Point-per-instance localization data
● ● ●
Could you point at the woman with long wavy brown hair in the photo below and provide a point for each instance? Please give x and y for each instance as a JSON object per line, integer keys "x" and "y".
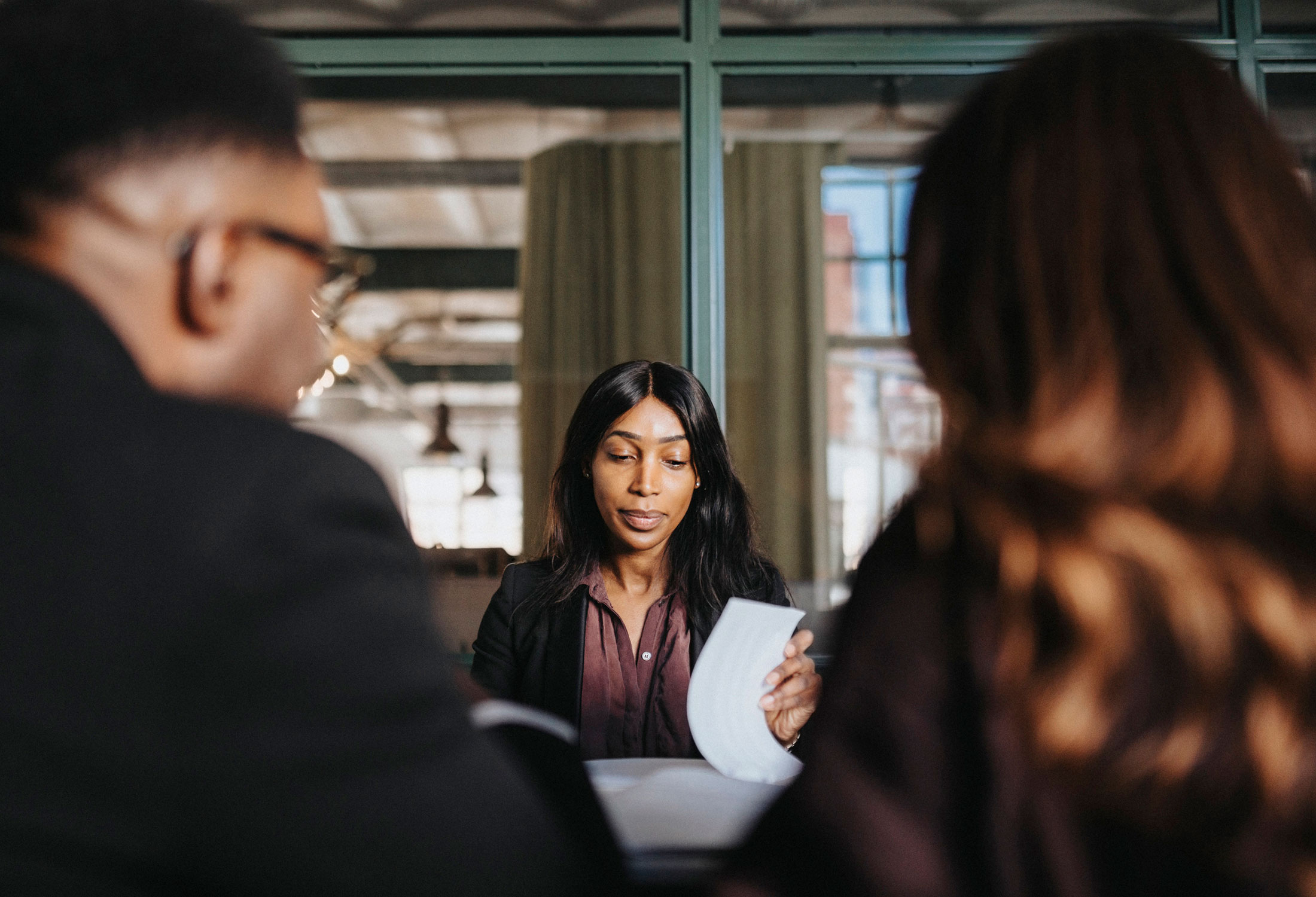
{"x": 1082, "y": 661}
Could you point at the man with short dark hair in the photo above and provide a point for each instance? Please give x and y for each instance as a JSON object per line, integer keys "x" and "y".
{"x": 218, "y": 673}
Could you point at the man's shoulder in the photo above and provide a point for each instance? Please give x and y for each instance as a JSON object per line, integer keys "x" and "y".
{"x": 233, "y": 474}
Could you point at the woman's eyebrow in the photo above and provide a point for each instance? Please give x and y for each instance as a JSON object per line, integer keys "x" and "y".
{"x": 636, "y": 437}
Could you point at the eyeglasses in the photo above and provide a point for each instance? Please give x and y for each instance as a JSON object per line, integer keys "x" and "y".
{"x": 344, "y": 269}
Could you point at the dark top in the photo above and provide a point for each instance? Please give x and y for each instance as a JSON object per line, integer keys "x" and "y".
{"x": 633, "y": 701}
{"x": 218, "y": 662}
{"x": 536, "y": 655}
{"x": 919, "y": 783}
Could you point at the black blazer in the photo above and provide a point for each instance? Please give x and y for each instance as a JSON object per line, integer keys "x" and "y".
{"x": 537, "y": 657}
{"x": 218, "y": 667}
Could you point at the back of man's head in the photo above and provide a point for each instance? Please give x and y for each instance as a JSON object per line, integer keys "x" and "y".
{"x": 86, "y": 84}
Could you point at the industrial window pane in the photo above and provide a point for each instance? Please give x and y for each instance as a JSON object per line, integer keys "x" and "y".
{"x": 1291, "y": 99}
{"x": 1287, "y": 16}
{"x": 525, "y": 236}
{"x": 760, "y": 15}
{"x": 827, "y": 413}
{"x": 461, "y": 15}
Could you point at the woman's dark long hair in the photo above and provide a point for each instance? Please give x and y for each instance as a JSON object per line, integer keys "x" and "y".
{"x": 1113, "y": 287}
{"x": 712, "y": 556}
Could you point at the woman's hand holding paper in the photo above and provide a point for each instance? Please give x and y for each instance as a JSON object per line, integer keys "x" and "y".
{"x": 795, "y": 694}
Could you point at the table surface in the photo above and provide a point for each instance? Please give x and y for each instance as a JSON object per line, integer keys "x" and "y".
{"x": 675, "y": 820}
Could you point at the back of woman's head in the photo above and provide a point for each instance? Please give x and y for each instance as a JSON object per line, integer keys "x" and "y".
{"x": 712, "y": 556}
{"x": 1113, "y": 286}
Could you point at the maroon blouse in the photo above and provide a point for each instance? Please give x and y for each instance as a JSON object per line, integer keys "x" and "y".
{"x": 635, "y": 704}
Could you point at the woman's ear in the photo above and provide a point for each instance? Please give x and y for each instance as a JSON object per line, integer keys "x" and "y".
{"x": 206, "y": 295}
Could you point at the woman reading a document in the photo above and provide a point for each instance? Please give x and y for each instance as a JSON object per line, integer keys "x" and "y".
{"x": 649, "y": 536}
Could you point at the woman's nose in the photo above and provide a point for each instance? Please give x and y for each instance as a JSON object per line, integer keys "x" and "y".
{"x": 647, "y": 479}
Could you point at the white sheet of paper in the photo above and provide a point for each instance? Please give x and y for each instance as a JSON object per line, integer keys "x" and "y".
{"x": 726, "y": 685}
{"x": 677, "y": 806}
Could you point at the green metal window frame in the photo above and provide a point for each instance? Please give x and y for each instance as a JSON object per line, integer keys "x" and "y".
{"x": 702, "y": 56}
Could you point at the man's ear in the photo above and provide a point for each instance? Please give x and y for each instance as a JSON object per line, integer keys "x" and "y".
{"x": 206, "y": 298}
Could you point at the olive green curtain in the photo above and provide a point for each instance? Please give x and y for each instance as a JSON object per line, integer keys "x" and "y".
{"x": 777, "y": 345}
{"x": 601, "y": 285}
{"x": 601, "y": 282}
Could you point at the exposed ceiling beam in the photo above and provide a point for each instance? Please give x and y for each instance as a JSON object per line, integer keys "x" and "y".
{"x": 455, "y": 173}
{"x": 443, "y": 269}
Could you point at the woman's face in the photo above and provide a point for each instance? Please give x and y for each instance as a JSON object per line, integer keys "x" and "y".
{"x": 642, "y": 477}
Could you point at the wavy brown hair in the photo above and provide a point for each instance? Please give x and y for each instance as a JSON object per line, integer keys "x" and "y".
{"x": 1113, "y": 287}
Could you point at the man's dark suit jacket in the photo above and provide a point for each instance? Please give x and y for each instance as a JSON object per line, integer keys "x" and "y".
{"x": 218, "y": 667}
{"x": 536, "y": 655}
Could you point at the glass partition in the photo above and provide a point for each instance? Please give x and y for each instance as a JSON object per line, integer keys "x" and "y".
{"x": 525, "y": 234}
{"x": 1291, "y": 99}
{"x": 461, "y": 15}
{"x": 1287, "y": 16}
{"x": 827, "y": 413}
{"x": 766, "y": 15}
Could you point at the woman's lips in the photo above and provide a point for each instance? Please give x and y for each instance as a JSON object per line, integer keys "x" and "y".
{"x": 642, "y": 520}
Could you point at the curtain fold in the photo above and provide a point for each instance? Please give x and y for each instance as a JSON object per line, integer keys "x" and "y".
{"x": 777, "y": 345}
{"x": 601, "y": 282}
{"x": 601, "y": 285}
● ● ●
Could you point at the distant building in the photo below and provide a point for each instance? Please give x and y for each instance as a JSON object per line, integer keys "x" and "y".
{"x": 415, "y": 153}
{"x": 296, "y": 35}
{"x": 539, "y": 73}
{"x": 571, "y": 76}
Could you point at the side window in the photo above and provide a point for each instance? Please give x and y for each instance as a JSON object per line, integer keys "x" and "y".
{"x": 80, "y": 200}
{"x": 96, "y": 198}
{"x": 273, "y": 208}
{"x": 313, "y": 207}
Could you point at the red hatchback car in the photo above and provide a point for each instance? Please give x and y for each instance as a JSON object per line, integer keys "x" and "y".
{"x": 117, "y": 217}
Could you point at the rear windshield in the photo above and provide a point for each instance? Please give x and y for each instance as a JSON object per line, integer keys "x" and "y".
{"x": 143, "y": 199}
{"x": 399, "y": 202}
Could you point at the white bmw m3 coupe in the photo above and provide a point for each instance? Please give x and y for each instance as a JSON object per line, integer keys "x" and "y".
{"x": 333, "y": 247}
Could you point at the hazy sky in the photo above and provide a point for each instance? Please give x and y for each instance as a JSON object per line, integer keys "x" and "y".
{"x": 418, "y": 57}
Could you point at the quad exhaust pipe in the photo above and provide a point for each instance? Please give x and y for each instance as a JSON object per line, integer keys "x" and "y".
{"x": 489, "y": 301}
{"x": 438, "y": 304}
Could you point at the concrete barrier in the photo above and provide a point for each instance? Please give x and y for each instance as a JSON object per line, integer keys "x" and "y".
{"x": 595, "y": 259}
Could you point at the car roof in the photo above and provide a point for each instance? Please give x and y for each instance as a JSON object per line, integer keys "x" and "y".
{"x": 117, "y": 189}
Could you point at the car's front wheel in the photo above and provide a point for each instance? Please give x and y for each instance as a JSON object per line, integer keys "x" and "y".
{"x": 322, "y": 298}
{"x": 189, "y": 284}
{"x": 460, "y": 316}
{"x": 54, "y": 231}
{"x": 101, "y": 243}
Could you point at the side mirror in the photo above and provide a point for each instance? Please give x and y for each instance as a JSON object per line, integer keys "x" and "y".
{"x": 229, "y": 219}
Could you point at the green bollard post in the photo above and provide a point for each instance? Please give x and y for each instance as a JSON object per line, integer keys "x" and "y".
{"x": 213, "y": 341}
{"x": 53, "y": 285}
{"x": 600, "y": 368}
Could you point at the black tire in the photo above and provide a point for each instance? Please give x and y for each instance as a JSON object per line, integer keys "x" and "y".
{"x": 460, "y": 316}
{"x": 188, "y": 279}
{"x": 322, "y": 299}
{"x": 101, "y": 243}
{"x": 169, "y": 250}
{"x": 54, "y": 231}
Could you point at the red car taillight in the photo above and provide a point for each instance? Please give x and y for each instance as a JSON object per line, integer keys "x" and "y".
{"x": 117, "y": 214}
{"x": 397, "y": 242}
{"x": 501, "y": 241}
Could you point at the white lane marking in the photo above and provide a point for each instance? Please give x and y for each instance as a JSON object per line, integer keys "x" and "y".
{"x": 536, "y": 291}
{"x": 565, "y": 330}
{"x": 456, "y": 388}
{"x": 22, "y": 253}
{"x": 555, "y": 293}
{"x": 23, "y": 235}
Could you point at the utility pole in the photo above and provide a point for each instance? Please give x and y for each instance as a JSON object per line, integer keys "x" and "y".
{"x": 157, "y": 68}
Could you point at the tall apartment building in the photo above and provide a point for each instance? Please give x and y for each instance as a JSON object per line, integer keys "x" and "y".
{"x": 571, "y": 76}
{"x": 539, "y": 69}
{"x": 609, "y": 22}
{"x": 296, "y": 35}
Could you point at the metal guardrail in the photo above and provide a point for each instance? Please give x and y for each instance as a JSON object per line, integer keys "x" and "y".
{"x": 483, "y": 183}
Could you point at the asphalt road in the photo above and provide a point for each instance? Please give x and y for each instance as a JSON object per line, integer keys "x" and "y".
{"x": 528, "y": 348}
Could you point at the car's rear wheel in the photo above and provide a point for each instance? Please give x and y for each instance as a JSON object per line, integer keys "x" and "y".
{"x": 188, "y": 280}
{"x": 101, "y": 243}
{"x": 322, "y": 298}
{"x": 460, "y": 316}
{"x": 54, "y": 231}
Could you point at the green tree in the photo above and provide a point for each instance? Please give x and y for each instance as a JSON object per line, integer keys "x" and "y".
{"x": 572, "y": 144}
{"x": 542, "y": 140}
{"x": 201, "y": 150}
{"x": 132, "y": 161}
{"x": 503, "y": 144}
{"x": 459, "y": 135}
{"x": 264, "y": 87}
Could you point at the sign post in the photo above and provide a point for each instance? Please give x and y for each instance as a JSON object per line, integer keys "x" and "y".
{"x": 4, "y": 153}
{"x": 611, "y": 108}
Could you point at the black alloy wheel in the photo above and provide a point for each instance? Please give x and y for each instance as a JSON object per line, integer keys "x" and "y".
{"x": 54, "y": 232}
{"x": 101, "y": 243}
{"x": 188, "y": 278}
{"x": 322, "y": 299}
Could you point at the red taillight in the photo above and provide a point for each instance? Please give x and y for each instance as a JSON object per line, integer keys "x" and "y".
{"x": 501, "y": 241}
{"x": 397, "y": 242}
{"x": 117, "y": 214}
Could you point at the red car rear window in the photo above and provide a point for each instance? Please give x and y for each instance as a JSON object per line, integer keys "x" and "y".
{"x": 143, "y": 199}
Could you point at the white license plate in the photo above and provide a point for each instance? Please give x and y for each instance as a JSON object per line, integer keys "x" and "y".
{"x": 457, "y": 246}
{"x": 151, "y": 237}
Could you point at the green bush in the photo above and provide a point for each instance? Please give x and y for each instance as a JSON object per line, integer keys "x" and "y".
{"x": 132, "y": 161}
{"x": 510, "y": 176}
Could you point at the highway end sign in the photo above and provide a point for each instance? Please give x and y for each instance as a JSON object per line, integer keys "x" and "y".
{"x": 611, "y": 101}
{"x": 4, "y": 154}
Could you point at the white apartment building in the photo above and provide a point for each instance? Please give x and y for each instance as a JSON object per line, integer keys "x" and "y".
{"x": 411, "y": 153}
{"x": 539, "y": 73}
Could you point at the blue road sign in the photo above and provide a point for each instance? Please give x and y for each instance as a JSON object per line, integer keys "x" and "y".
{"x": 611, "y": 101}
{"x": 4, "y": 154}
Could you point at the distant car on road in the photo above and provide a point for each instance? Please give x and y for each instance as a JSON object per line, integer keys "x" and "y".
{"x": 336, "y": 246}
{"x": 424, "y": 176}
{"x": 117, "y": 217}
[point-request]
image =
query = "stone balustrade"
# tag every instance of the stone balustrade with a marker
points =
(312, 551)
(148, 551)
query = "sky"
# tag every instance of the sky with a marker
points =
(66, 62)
● ● ●
Copy out, from the records above, every line that holds the string "balustrade".

• [ANSWER BELOW]:
query = "stone balustrade"
# tag every instance of the stone balustrade with a marker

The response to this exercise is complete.